**Your objective**
Please return the data word for word and leave out any picture it contains.

**Input data**
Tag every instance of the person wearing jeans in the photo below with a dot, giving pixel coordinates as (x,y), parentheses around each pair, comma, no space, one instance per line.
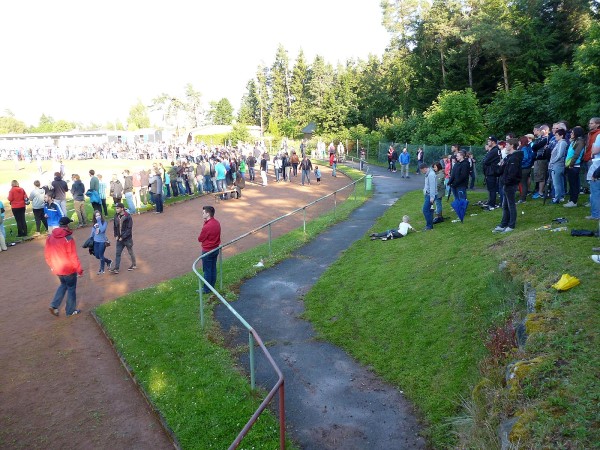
(61,256)
(210,239)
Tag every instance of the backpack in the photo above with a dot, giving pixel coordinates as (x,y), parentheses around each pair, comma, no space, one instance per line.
(527,161)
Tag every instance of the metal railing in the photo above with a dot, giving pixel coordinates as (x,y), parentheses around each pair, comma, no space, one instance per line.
(253,336)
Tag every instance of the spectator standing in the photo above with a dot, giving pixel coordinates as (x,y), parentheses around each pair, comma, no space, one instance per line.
(52,211)
(78,193)
(210,239)
(37,197)
(123,232)
(306,167)
(156,192)
(95,186)
(102,194)
(99,235)
(60,188)
(116,190)
(510,176)
(429,193)
(404,163)
(61,256)
(128,191)
(18,202)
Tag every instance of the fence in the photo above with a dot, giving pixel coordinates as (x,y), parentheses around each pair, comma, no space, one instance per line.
(253,336)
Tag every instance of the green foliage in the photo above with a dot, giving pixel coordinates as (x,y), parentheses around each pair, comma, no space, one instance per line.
(517,110)
(239,133)
(453,117)
(8,124)
(138,117)
(221,112)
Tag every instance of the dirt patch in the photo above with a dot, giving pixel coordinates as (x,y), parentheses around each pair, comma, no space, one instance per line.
(61,384)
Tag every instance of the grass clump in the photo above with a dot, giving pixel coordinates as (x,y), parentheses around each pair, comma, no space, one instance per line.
(431,312)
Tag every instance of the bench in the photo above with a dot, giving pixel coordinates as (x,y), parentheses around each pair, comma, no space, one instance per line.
(231,193)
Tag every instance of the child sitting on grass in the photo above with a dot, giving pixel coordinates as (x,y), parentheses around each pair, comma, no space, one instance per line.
(402,231)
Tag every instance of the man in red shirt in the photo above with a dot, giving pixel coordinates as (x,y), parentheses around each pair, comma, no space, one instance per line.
(61,256)
(210,238)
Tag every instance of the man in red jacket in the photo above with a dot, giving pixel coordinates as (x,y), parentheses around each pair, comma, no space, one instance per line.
(61,256)
(210,238)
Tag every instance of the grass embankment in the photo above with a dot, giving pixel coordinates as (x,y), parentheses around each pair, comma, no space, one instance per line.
(421,310)
(189,375)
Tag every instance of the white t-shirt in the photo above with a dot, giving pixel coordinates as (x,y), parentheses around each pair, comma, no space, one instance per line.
(404,227)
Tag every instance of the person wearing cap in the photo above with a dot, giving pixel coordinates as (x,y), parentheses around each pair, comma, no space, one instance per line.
(210,239)
(123,231)
(430,193)
(61,256)
(490,170)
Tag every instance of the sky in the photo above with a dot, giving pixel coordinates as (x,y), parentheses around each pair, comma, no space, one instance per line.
(86,61)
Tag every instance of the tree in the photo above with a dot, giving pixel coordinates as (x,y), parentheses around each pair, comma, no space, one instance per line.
(10,125)
(138,117)
(455,116)
(221,112)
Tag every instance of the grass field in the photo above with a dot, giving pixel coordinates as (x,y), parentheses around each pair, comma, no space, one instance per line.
(188,373)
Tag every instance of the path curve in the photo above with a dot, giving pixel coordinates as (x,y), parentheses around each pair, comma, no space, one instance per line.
(61,384)
(331,401)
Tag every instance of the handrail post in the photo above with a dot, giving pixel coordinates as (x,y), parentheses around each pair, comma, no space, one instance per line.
(304,219)
(270,251)
(221,267)
(251,355)
(200,286)
(334,203)
(282,415)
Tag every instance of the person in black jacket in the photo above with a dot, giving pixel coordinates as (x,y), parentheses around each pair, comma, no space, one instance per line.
(510,176)
(459,176)
(490,170)
(123,228)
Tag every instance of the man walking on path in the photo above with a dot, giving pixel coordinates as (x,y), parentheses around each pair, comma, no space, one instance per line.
(123,226)
(61,255)
(210,238)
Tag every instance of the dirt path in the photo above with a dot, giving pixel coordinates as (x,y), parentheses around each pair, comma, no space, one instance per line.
(61,385)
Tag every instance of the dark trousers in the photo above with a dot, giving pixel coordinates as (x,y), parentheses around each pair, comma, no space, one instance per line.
(574,183)
(209,266)
(492,187)
(509,208)
(128,244)
(38,214)
(19,214)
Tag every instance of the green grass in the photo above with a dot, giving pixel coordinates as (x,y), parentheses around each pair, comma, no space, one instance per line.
(187,372)
(420,309)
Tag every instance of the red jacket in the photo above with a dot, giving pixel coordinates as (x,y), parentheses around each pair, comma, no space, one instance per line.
(16,197)
(210,236)
(61,253)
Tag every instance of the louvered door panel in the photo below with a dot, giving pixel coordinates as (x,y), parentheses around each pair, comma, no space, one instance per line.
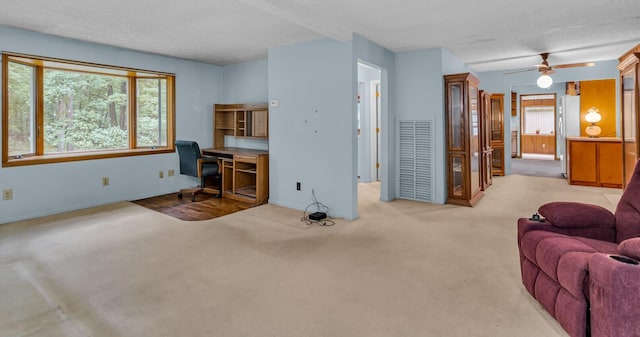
(415,161)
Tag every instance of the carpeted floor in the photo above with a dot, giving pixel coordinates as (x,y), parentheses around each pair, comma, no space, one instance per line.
(403,269)
(536,168)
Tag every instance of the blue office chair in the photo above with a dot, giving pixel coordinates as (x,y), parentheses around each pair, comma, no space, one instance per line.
(193,164)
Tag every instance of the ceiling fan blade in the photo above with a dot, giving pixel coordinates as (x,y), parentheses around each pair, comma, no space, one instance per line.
(574,65)
(519,71)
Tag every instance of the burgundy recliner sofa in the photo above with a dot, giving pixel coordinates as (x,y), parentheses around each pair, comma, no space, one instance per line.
(581,263)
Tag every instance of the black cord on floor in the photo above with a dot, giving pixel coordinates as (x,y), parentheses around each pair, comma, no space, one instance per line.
(320,207)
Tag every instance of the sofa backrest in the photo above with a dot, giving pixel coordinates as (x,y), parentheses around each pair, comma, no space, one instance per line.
(628,209)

**Expected answer**
Tag every instance of the person wearing jeans in the photo below with a dot, giving pixel coordinates as (x,y), parentheses around each pair, comma, no space, one instance per line.
(61,256)
(210,239)
Tag every instance of the backpack in the photo above with a dot, giving pixel coordinates as (x,y), parentheses around each pair, comma, no space, one instance per line.
(527,161)
Tag every instance of the metal railing in the photo above with a dot, giving pixel coordinates as (x,y), parentheses around each pair, comma, no space, one instance per line.
(253,336)
Tag every instance of the spectator standing in the photo above with a dot, giving pixel coordinates as (x,y), parentheses around each pair, comma, no space, one instance per line.
(52,211)
(78,193)
(210,239)
(37,197)
(123,232)
(306,167)
(156,192)
(95,186)
(102,194)
(99,235)
(60,188)
(116,190)
(510,176)
(429,193)
(404,163)
(61,256)
(128,191)
(18,202)
Tag every instance of the fence in the photo above with a dot, giving pixel coordinates as (x,y), parentheses around each pair, comma, no space, one instance per line.
(253,336)
Tag every instance of the green foliage in the photo above with a dot, giving pixel coordinates as (x,y), parentheses around each pair, comma, no space, one instance per line.
(517,110)
(239,133)
(453,117)
(8,124)
(138,117)
(221,112)
Tag every instance of the dirt patch in the photo above with a dot, giving pixel coordinates as (x,y), parentheses around each pair, comma, no space, one instance per line.
(61,384)
Tag every instance of the grass clump in the photo above with a dot, giving pixel coordinates as (x,y), parentheses around each pair, comma, no space, one instance per line.
(431,312)
Tag every instance of the bench in the photo above with a dot, giving pixel coordinates as (x,y), parentheses around each pair, comma, no space, one instance per line.
(231,193)
Tag every instance of the child sitting on grass in the photo above with a dot, giving pixel coordinates as (x,y), parentheses around each pair, comma, no space, one instance per line.
(402,231)
Tag every instance of the man in red shirt in the photo above with a dot, giving pixel coordinates as (x,y), parentheses around each pair, comma, no space, one instance per line.
(61,256)
(210,238)
Tag every instance of the man in red jacket in the photo above with a dot, giving pixel coordinates as (x,y), parentheses around each pair, comma, no space, one instance per line.
(61,256)
(210,238)
Tag every instance of the grass embankment in the photo above with a dot, giving pixel coordinates as (x,y), parentheses around each pair, comma, no space, one instance per line.
(421,310)
(189,375)
Tag every instance of the white t-shirt in the photo above with a dot, giving pixel coordinates as (x,y), parentheses around each pair, comma, no space, one instance per line.
(404,227)
Tag every instance of the person wearing cap in the photo above with a dot, giving pixel coordinates as (x,y), parentheses around each pair, comma, no space, one instance per line.
(210,239)
(123,231)
(430,193)
(61,256)
(490,170)
Tag every instance of the sky in the photo above with a dot, giving pixel coordinates as (x,y), parentheses around each pair, comma, no space, one instance per line.
(86,61)
Tag every instance of the tree in the photo above with a dot, giving pixel coordinates as (x,y), parentheses around each pair, comma, no space, one instance per line.
(10,125)
(138,117)
(455,116)
(221,112)
Tag every instance of the grass field in the photo above with a dot, giving pixel coordinates as (x,y), parentheses around each pair, comma, no space, one instance per line.
(188,373)
Tag every instance of the path curve in the photo above with a dot, giving pixel coordinates as (x,y), parentheses around each pair, comma, no space, one instance per line.
(61,384)
(331,401)
Tag every instance of the handrail post in the photo above with a dot, giving pixel coordinates as (x,y), parentheses around each pair, comma, no space, one instance per line.
(304,219)
(270,251)
(221,267)
(251,355)
(200,286)
(334,203)
(282,415)
Tag every instance of the person in black jacket in the photo above with a dot, giving pixel coordinates as (x,y), parentheses around each pair, comma, no space, one instance per line.
(510,176)
(459,176)
(490,170)
(123,228)
Tag every instance of the man walking on path in the photo above with a dot, giving pixel coordinates as (x,y), parentheses around each pair, comma, no space, one instance per line.
(123,226)
(61,255)
(210,238)
Tag every instance of the dirt path in the photo above with a dot, giving pixel coordinates as (x,y), parentheses around each pair, comma, no space, one instance per line.
(61,385)
Tag every instance of the dark trousers in the photo above with a dot, giving pixel coordinates as (x,y), parentheses around each pair, comma, no space, one instance per line.
(574,183)
(209,266)
(492,187)
(509,208)
(128,244)
(38,214)
(19,214)
Tag every instance of the green grass in the photo above with a dot, giving pixel coordinates as (x,y), parentheses around each pair, comma, no space, one instance per line.
(187,372)
(420,309)
Tag every instance of the red jacket in the photo above with a dot, giving pixel coordinates as (x,y), parentheses around each pair, comma, no space, one instance per line.
(16,197)
(210,236)
(61,253)
Tag every instance of the louvered door panel in the photo below with a dot, giving pixel coordinates as (x,y), parentheses around each pair, comma, no space, one instance per line.
(415,161)
Tag every instance of the carpeted floor in the photo above with a dot, giving pixel coordinates as (x,y), parentheses around each pair, comma, no space, one instance per line.
(403,269)
(536,168)
Tag every instance of the blue office chair in the photo above with a dot, giving pixel coordinates as (x,y), parentheses around each pair, comma, no space, one instance per line.
(193,164)
Tag every instance of the ceiling fan blade in the photo above with a dot, giving pixel coordinates as (x,y), parentheses around each pair, comma, no space, one instance per line.
(574,65)
(519,71)
Tag every instance of the burgundy recliner sofa in the photo above with a dot, giving pixel coordinates as (x,y), parentheses around each pair, comma, no space, one instance per line.
(581,263)
Tag every instance of the black cord on floor in the photo above with a dot, giving pixel coordinates as (x,y), parentheses around each pair, comma, no space, one instance per line.
(320,207)
Tag every instance of the sofa backrest in the photo above with a dot, giving pixel coordinates as (x,y), parentheses around each pair, comma, no space, one instance per line.
(628,209)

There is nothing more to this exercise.